TASK INSTRUCTIONS =
1. Using the news report on Joel's Law below, decide whether each statement agrees with it: (a) Joel Reuter was killed in a standoff with Seattle police in 2013. (b) Joel's parents worked for five years to get the law passed. (c) Under Joel's Law, family members seek an initial commitment by going to a Superior Court judge. Answer yes or no for each, quoting the words of the report that settle it.
2. According to the news report on Joel's Law below, which state agency must set up regional networks of evaluation and treatment services?

QUOTED PASSAGE =
________________________________________

OLYMPIA – Family members will be able to ask a court to order temporary psychiatric treatment for a relative they fear isn’t getting needed help under Joel’s Law, one of a series of changes to state mental health law signed Thursday.

Gov. Jay Inslee was flanked during the signing by the parents of Joel Reuter, the bill’s namesake, who was killed in a 2013 standoff with Seattle police just a week after being detained, examined and ultimately released without treatment by mental health professionals. Family and friends feared he was suicidal, but state law didn’t allow them to seek a commitment after mental health professionals declined one, Doug Reuter said.

Now they will have a way to seek treatment by going to a Superior Court judge and asking for a court order for an initial commitment.

Had something like Joel’s Law been in place two years ago, their son’s mental illness could have been properly evaluated, treated with daily medication and he could be alive today, Doug Reuter said.

Other laws signed Thursday include:

• Allowing involuntary treatment to include less restrictive alternatives to an inpatient setting.

• Requiring many health professionals to receive training in suicide assessment, treatment and management.

• Requiring the state Department of Social and Health Services to set up regional networks of evaluation and treatment services, with strict time limits, for mental health patients being held under the involuntary treatment laws. The state is under a court order to improve conditions and cut wait times for people who have been taken into police custody and are suspected of mental health problems but have refused voluntary treatment.

“They’re going to save dozens and dozens, if not hundreds of lives,” Doug Reuter said.

He and his wife, Nancy, said they spent two years working to get Joel’s Law passed. He said that’s relatively fast to make “this great of a leap in mental health treatment.” Nancy Reuter said passing the bill was harder than she thought, “but we ended up with a better bill” as it went through the legislative process.

________________________________________

DATA =

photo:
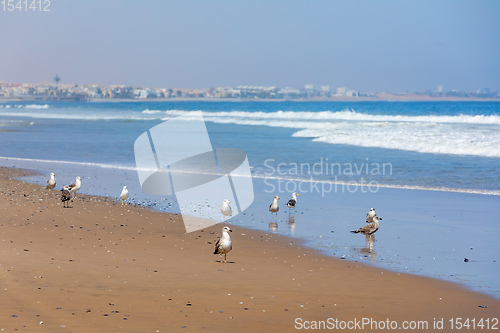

________________________________________

TASK RESULTS =
1.
(a) Yes: "who was killed in a 2013 standoff with Seattle police"
(b) No: "they spent two years working to get Joel’s Law passed"
(c) Yes: "going to a Superior Court judge and asking for a court order for an initial commitment"

2. The state Department of Social and Health Services.